_Selected passage_
2d. Update query_map closures

The disc_rows tuple changes from (i64, bool) to a richer shape. Use named columns here too for clarity:

Issue path (show.rs:331-335):

let disc_rows: Vec<(i64, String, bool, bool, bool, i64)> = disc_stmt
    .query_map([issue_id], |row| {
        Ok((
            row.get("id")?,
            row.get("gitlab_discussion_id")?,
            row.get::<_, i64>("individual_note").map(|v| v == 1)?,
            row.get::<_, i64>("resolvable").map(|v| v == 1)?,
            row.get::<_, i64>("resolved").map(|v| v == 1)?,
            row.get("last_note_at")?,
        ))
    })?
    .collect::<std::result::Result<Vec<_>, _>>()?;

And where discussions are constructed (show.rs:361):

for (disc_id, gitlab_disc_id, individual_note, resolvable, resolved, last_note_at) in disc_rows {
    // ... existing note query ...
    discussions.push(DiscussionDetail {
        gitlab_discussion_id: gitlab_disc_id,
        resolvable,
        resolved,
        last_note_at,
        notes,
        individual_note,
    });
}

Same pattern for MR discussions (show.rs:543-560, show.rs:598).

2e. Update From impls

impl From<&DiscussionDetail> for DiscussionDetailJson {
    fn from(disc: &DiscussionDetail) -> Self {
        Self {
            gitlab_discussion_id: disc.gitlab_discussion_id.clone(),
            resolvable: disc.resolvable,
            resolved: disc.resolved,
            last_note_at_iso: format_iso_timestamp(disc.last_note_at),
            notes: disc.notes.iter().map(|n| n.into()).collect(),
            individual_note: disc.individual_note,
        }
    }
}

impl From<&MrDiscussionDetail> for MrDiscussionDetailJson {
    fn from(disc: &MrDiscussionDetail) -> Self {
        Self {
            gitlab_discussion_id: disc.gitlab_discussion_id.clone(),
            resolvable: disc.resolvable,
            resolved: disc.resolved,
            last_note_at_iso: format_iso_timestamp(disc.last_note_at),
            notes: disc.notes.iter().map(|n| n.into()).collect(),
            individual_note: disc.individual_note,
        }
    }
}

2f. Add gitlab_note_id to note detail structs in show

While we're here, add gitlab_id (as gitlab_note_id in JSON) to NoteDetail, MrNoteDetail, and their JSON counterparts. Currently show-command notes only have author_username, body, created_at, is_system — no note ID at all, making it impossible to reference a specific note. This satisfies the Bridge Contract requirement for gitlab_note_id on note-level data.

_Tasks to carry out_
1. Summarize the show.rs update notes in two sentences.
2. Transcribe the show.rs update notes between "And where discussions" and "note query ...", inclusive.
3. Pick up the show.rs update notes where they stop and continue them.

(Bounding-box annotation entries)

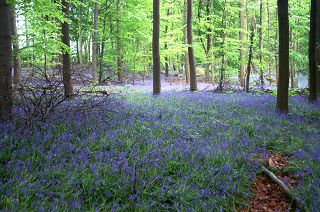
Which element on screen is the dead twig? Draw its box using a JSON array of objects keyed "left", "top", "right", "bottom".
[{"left": 261, "top": 165, "right": 305, "bottom": 209}]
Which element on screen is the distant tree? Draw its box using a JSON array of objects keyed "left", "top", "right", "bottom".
[
  {"left": 62, "top": 0, "right": 74, "bottom": 97},
  {"left": 11, "top": 5, "right": 21, "bottom": 84},
  {"left": 92, "top": 2, "right": 99, "bottom": 82},
  {"left": 239, "top": 0, "right": 245, "bottom": 87},
  {"left": 315, "top": 0, "right": 320, "bottom": 96},
  {"left": 116, "top": 0, "right": 123, "bottom": 82},
  {"left": 276, "top": 0, "right": 289, "bottom": 113},
  {"left": 152, "top": 0, "right": 161, "bottom": 95},
  {"left": 0, "top": 0, "right": 12, "bottom": 120},
  {"left": 183, "top": 0, "right": 190, "bottom": 84},
  {"left": 187, "top": 0, "right": 197, "bottom": 91},
  {"left": 259, "top": 0, "right": 264, "bottom": 86},
  {"left": 309, "top": 0, "right": 318, "bottom": 102},
  {"left": 245, "top": 15, "right": 255, "bottom": 92}
]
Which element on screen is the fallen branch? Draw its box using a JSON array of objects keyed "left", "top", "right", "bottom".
[{"left": 261, "top": 165, "right": 305, "bottom": 209}]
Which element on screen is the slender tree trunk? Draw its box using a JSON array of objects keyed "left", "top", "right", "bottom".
[
  {"left": 289, "top": 29, "right": 294, "bottom": 89},
  {"left": 92, "top": 2, "right": 99, "bottom": 83},
  {"left": 187, "top": 0, "right": 197, "bottom": 91},
  {"left": 11, "top": 6, "right": 21, "bottom": 84},
  {"left": 0, "top": 0, "right": 12, "bottom": 120},
  {"left": 205, "top": 0, "right": 212, "bottom": 82},
  {"left": 219, "top": 0, "right": 227, "bottom": 92},
  {"left": 116, "top": 0, "right": 123, "bottom": 82},
  {"left": 246, "top": 15, "right": 255, "bottom": 92},
  {"left": 259, "top": 0, "right": 264, "bottom": 87},
  {"left": 78, "top": 5, "right": 83, "bottom": 64},
  {"left": 274, "top": 9, "right": 279, "bottom": 84},
  {"left": 164, "top": 9, "right": 170, "bottom": 77},
  {"left": 276, "top": 0, "right": 289, "bottom": 113},
  {"left": 309, "top": 0, "right": 317, "bottom": 102},
  {"left": 183, "top": 0, "right": 190, "bottom": 84},
  {"left": 239, "top": 0, "right": 245, "bottom": 87},
  {"left": 99, "top": 0, "right": 110, "bottom": 82},
  {"left": 267, "top": 0, "right": 271, "bottom": 79},
  {"left": 315, "top": 0, "right": 320, "bottom": 96},
  {"left": 152, "top": 0, "right": 161, "bottom": 95},
  {"left": 62, "top": 0, "right": 74, "bottom": 97}
]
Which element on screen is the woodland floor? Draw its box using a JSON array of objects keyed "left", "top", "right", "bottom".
[{"left": 0, "top": 77, "right": 320, "bottom": 211}]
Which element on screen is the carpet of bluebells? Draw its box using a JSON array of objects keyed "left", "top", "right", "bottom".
[{"left": 0, "top": 83, "right": 320, "bottom": 211}]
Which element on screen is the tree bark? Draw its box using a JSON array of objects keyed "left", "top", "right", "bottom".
[
  {"left": 183, "top": 0, "right": 190, "bottom": 84},
  {"left": 92, "top": 2, "right": 99, "bottom": 83},
  {"left": 239, "top": 0, "right": 245, "bottom": 87},
  {"left": 78, "top": 5, "right": 83, "bottom": 64},
  {"left": 116, "top": 0, "right": 123, "bottom": 82},
  {"left": 62, "top": 0, "right": 74, "bottom": 97},
  {"left": 267, "top": 0, "right": 271, "bottom": 79},
  {"left": 11, "top": 5, "right": 21, "bottom": 84},
  {"left": 276, "top": 0, "right": 289, "bottom": 113},
  {"left": 187, "top": 0, "right": 197, "bottom": 91},
  {"left": 164, "top": 9, "right": 170, "bottom": 77},
  {"left": 309, "top": 0, "right": 317, "bottom": 102},
  {"left": 0, "top": 0, "right": 12, "bottom": 120},
  {"left": 315, "top": 0, "right": 320, "bottom": 96},
  {"left": 246, "top": 15, "right": 255, "bottom": 92},
  {"left": 205, "top": 0, "right": 212, "bottom": 82},
  {"left": 259, "top": 0, "right": 264, "bottom": 87},
  {"left": 152, "top": 0, "right": 161, "bottom": 95},
  {"left": 219, "top": 0, "right": 227, "bottom": 92}
]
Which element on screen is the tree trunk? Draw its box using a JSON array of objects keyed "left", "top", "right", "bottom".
[
  {"left": 259, "top": 0, "right": 264, "bottom": 87},
  {"left": 315, "top": 1, "right": 320, "bottom": 96},
  {"left": 99, "top": 0, "right": 110, "bottom": 82},
  {"left": 246, "top": 15, "right": 255, "bottom": 92},
  {"left": 187, "top": 0, "right": 197, "bottom": 91},
  {"left": 276, "top": 0, "right": 289, "bottom": 113},
  {"left": 116, "top": 0, "right": 123, "bottom": 82},
  {"left": 183, "top": 0, "right": 190, "bottom": 84},
  {"left": 62, "top": 0, "right": 74, "bottom": 97},
  {"left": 11, "top": 6, "right": 21, "bottom": 84},
  {"left": 205, "top": 0, "right": 212, "bottom": 82},
  {"left": 92, "top": 2, "right": 99, "bottom": 83},
  {"left": 267, "top": 0, "right": 271, "bottom": 79},
  {"left": 0, "top": 0, "right": 12, "bottom": 120},
  {"left": 78, "top": 5, "right": 83, "bottom": 64},
  {"left": 164, "top": 9, "right": 170, "bottom": 77},
  {"left": 152, "top": 0, "right": 161, "bottom": 95},
  {"left": 239, "top": 0, "right": 245, "bottom": 87},
  {"left": 309, "top": 0, "right": 317, "bottom": 102}
]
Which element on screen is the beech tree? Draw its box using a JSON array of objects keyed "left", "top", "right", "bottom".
[
  {"left": 187, "top": 0, "right": 197, "bottom": 91},
  {"left": 92, "top": 2, "right": 99, "bottom": 82},
  {"left": 309, "top": 0, "right": 319, "bottom": 102},
  {"left": 62, "top": 0, "right": 74, "bottom": 97},
  {"left": 315, "top": 0, "right": 320, "bottom": 96},
  {"left": 11, "top": 5, "right": 21, "bottom": 84},
  {"left": 277, "top": 0, "right": 289, "bottom": 113},
  {"left": 0, "top": 0, "right": 12, "bottom": 120},
  {"left": 152, "top": 0, "right": 161, "bottom": 95}
]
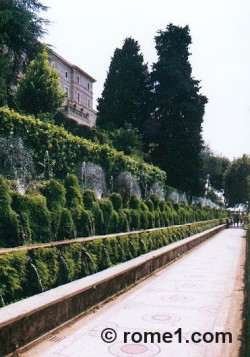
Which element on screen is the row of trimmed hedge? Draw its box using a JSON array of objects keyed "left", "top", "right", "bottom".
[
  {"left": 244, "top": 221, "right": 250, "bottom": 357},
  {"left": 0, "top": 174, "right": 227, "bottom": 247},
  {"left": 0, "top": 107, "right": 166, "bottom": 187},
  {"left": 0, "top": 220, "right": 223, "bottom": 306}
]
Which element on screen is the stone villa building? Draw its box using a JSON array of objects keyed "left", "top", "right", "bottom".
[{"left": 49, "top": 49, "right": 96, "bottom": 127}]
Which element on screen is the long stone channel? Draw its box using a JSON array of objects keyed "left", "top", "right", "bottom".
[{"left": 0, "top": 225, "right": 225, "bottom": 356}]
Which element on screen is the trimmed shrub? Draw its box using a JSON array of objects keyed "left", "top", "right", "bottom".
[
  {"left": 129, "top": 195, "right": 141, "bottom": 210},
  {"left": 109, "top": 192, "right": 123, "bottom": 211},
  {"left": 12, "top": 193, "right": 51, "bottom": 243},
  {"left": 57, "top": 208, "right": 76, "bottom": 240},
  {"left": 41, "top": 179, "right": 66, "bottom": 241}
]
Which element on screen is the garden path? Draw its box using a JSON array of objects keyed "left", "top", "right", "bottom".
[{"left": 21, "top": 228, "right": 245, "bottom": 357}]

_Responses for each task_
1. The notes change the disc_rows tuple into a richer shape read through named columns, applying the same pattern to both issue and MR discussions in show.rs. They also update the From impls that build the discussion JSON structs, and propose adding gitlab_id, exposed as gitlab_note_id in JSON, to the note detail structs because show-command notes currently carry no note ID at all.

2.
And where discussions are constructed (show.rs:361):

for (disc_id, gitlab_disc_id, individual_note, resolvable, resolved, last_note_at) in disc_rows {
    // ... existing note query ...

3.
Domain structs — add gitlab_id: i64 field. JSON structs — add gitlab_note_id: i64 field. Queries — add n.gitlab_id to the note SELECT within show. From impls — map gitlab_idgitlab_note_id.

Tests

File: src/cli/commands/show_tests.rs (or within show.rs #[cfg(test)])

Test 1: Issue show includes gitlab_discussion_id

#[test]
fn show_issue_includes_gitlab_discussion_id() {
    // Setup: project, issue, discussion with known gitlab_discussion_id, note
    let conn = create_test_db();
    insert_project(&conn, 1);
    insert_issue(&conn, 1, 1, 42);
    conn.execute(
        "INSERT INTO discussions (id, gitlab_discussion_id, project_id, issue_id, noteable_type, last_seen_at)
         VALUES (1, 'abc123hex', 1, 1, 'Issue', 1000)",
        [],
    ).unwrap();
    insert_note(&conn, 1, 500, 1, 1, "alice", "hello", false);

    let detail = run_show_issue_with_conn(&conn, 42, None).unwrap();
    assert_eq!(detail.discussions.len(), 1);
    assert_eq!(detail.discussions[0].gitlab_discussion_id, "abc123hex");
}

Test 2: MR show includes gitlab_discussion_id

Same pattern for MR path.

Test 3: JSON serialization includes the field

#[test]
fn discussion_detail_json_has_gitlab_discussion_id() {
    let detail = DiscussionDetail {
        gitlab_discussion_id: "deadbeef".to_string(),
        resolvable: true,
        resolved: false,
        last_note_at: 1_700_000_000_000,
        notes: vec![],
        individual_note: false,
    };
    let json = DiscussionDetailJson::from(&detail);
    let value = serde_json::to_value(&json).unwrap();
    assert_eq!(value["gitlab_discussion_id"], "deadbeef");
    assert_eq!(value["resolvable"], true);
    assert_eq!(value["resolved"], false);
    assert!(value.get("last_note_at_iso").is_some());
}

Test 4: Show note includes gitlab_note_id

#[test]
fn show_note_detail_json_has_gitlab_note_id() {
    // Verify NoteDetailJson serialization includes gitlab_note_id
}

3. Add Standalone discussions List Command

Why

Discussions are a first-class entity in the DB (211K rows) but invisible to agents as a collection. An agent working on an MR needs to see all threads at a glance — which are unresolved, who started them, what file they're on — with the gitlab_discussion_id needed to reply. Currently the only way is lore notes --for-mr 99 which returns flat notes without discussion grouping.

Design

lore discussions [OPTIONS]

# List all discussions on MR 99 (most common agent use case)
lore -J discussions --for-mr 99

# List unresolved discussions on MR 99
lore -J discussions --for-mr 99 --resolution unresolved

# List discussions on issue 42
lore -J discussions --for-issue 42

# List discussions across a project
lore -J discussions -p group/repo --since 7d

# Look up a specific discussion by GitLab ID
lore -J discussions --gitlab-discussion-id 6a9c1750b37d

# List unresolved threads with latest 2 notes inline (fewer round-trips)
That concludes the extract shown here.